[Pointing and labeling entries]
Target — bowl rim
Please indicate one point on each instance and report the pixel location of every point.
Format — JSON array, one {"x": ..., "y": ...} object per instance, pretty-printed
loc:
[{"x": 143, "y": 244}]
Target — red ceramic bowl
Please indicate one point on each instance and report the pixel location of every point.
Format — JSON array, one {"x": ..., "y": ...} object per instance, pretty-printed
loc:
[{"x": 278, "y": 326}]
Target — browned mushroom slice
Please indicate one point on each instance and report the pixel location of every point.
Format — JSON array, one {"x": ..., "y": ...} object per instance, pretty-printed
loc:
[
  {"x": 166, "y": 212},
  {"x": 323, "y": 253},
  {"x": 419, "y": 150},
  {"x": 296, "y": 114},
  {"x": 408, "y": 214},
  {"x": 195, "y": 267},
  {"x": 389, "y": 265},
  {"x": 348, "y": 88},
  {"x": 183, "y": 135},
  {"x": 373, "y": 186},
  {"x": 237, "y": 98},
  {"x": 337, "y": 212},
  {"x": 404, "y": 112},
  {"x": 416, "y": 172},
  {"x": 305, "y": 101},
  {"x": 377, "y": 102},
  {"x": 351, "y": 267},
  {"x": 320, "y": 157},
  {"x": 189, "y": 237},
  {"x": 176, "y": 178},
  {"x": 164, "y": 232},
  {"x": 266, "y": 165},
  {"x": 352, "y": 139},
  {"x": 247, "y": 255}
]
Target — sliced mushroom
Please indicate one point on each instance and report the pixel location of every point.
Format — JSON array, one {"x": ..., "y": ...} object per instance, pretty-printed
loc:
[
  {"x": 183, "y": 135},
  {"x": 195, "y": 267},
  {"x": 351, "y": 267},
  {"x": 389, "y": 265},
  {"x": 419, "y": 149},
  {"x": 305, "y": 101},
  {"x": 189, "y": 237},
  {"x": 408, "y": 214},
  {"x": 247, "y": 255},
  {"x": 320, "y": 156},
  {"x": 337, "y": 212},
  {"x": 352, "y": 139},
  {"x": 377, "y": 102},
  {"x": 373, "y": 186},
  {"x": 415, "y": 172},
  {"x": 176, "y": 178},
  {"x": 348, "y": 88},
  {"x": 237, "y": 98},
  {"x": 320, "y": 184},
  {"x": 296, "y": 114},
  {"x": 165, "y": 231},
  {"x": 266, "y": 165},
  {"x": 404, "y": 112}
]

> **THE EXERCISE**:
Print verbatim the stretch from the line containing "Target — sliced mushroom" through the end of the entries, and nothing else.

> **TASK OUTPUT**:
Target — sliced mushroom
Please indicate one point on each instance and report the pixel location of every point.
Format — JSON array, one {"x": ..., "y": ...} object per instance, pretty-printed
loc:
[
  {"x": 183, "y": 135},
  {"x": 195, "y": 267},
  {"x": 351, "y": 267},
  {"x": 389, "y": 265},
  {"x": 419, "y": 149},
  {"x": 305, "y": 101},
  {"x": 189, "y": 237},
  {"x": 408, "y": 214},
  {"x": 247, "y": 255},
  {"x": 320, "y": 156},
  {"x": 337, "y": 212},
  {"x": 352, "y": 139},
  {"x": 377, "y": 102},
  {"x": 373, "y": 186},
  {"x": 415, "y": 172},
  {"x": 176, "y": 178},
  {"x": 348, "y": 88},
  {"x": 237, "y": 98},
  {"x": 320, "y": 184},
  {"x": 296, "y": 114},
  {"x": 165, "y": 231},
  {"x": 266, "y": 165},
  {"x": 404, "y": 112}
]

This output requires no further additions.